The records that follow must be reproduced in full, with every picture excluded.

## Entries supplied:
# # #

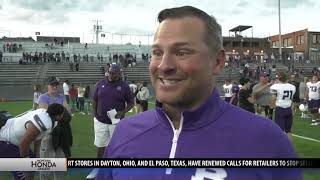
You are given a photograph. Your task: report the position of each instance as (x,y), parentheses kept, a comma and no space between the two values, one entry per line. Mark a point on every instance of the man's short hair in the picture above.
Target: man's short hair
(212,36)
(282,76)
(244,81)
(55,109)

# # #

## Answer below:
You are given a photograph. Your task: report the position of each instance as (x,y), parentheses kept, a comma and no space between the two values, one entry per line. Mark a point on every instance of the man's short hair in the picture above.
Target: man's short hair
(212,36)
(282,76)
(244,81)
(55,109)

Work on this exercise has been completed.